* Material provided
__________

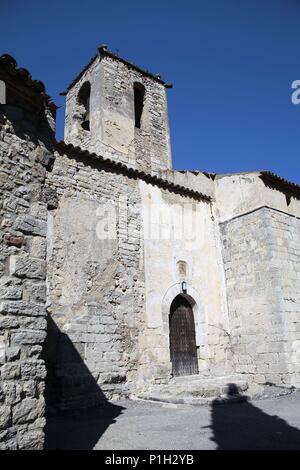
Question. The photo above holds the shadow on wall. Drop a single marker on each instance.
(242, 426)
(70, 385)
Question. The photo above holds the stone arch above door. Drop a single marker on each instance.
(194, 299)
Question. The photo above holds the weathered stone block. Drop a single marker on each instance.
(10, 371)
(24, 266)
(12, 353)
(28, 410)
(22, 308)
(33, 369)
(28, 337)
(5, 417)
(14, 240)
(11, 289)
(31, 225)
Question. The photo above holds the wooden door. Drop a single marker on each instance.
(183, 347)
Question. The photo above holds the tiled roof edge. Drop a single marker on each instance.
(71, 150)
(11, 67)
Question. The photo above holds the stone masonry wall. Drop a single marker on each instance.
(95, 285)
(259, 254)
(286, 245)
(112, 129)
(26, 136)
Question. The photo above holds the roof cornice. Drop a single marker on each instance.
(111, 165)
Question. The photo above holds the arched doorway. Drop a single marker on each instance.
(183, 347)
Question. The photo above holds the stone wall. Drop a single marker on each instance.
(260, 254)
(112, 128)
(26, 138)
(286, 248)
(95, 283)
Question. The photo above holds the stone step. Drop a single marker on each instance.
(199, 390)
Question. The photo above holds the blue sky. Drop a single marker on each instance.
(232, 63)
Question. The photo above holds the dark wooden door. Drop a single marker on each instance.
(182, 338)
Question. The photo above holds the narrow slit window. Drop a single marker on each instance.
(84, 101)
(2, 92)
(139, 95)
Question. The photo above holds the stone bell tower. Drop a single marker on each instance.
(119, 111)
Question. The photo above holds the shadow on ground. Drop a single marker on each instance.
(77, 411)
(244, 426)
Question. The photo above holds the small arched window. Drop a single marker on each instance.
(2, 92)
(84, 101)
(139, 95)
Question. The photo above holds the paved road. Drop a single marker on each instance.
(272, 423)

__________

* What you will do
Recast the listing above as a two-column CSV headed instruction and coordinates. Give each instruction its own row, with all of its points together in the coordinates field, quote every field, turn line breaks into spaces, and leave the pictures out.

* Output of the exercise
instruction,coordinates
"Question. The photo above holds the shadow on wall. Drop a single marker on each instance.","(242, 426) (70, 385)"
"Question. The photo above holds the stone arch above door. Drop a single marker on each instance.","(194, 299)"
"Question. The photo above holds the weathered stone block. Drop a single marker on each instance.","(10, 371) (24, 266) (12, 353) (28, 410) (22, 308) (33, 369) (28, 337) (5, 417) (14, 240) (11, 289) (31, 225)"
"Question. The photo above holds the wooden door. Drop a single marker on each instance.","(183, 347)"
"Question. The photo above holds the tiled roof edge. Drop a single marker on each instance.","(71, 150) (11, 67)"
"Question. The photo above holds the stone masonry wall. Drop a single marker on each instance.","(95, 285) (259, 254) (286, 245) (112, 129) (26, 136)"
"Question. The photo above holds the roof cornice. Drop a single marker on each instance.","(111, 165)"
"Question. The photo above holds the arched doorway. Drop a single marker on each instance.","(183, 347)"
"Question. The photo above holds the stone wall. Drop a single marker on each instance.","(260, 254) (112, 128) (26, 138) (286, 248) (95, 283)"
"Question. The photo above holds the stone step. Drop a single marker on each instance.","(199, 390)"
"Question. The photo above holds the blue sky. Drop a single marker on each instance.","(232, 63)"
"Question. The photo above holds the dark wooden door. Drop a single marker on each instance.","(182, 338)"
"Question. The photo above holds the narrow slit window. Drop a single marker on each instance.","(84, 101) (2, 92) (139, 95)"
"Question. The photo above holds the stone bell tower. Drop a single marker on each instance.","(119, 111)"
"Question. The photo above holds the shadow on ground. Drop a single marker on each instance.","(77, 411) (244, 426)"
"Question. The photo above holds the small arched window. Drop a single marker on each instance.","(2, 92) (84, 101) (139, 95)"
"Question. The photo above holds the paved road. Drop a single marker on each instance.","(272, 423)"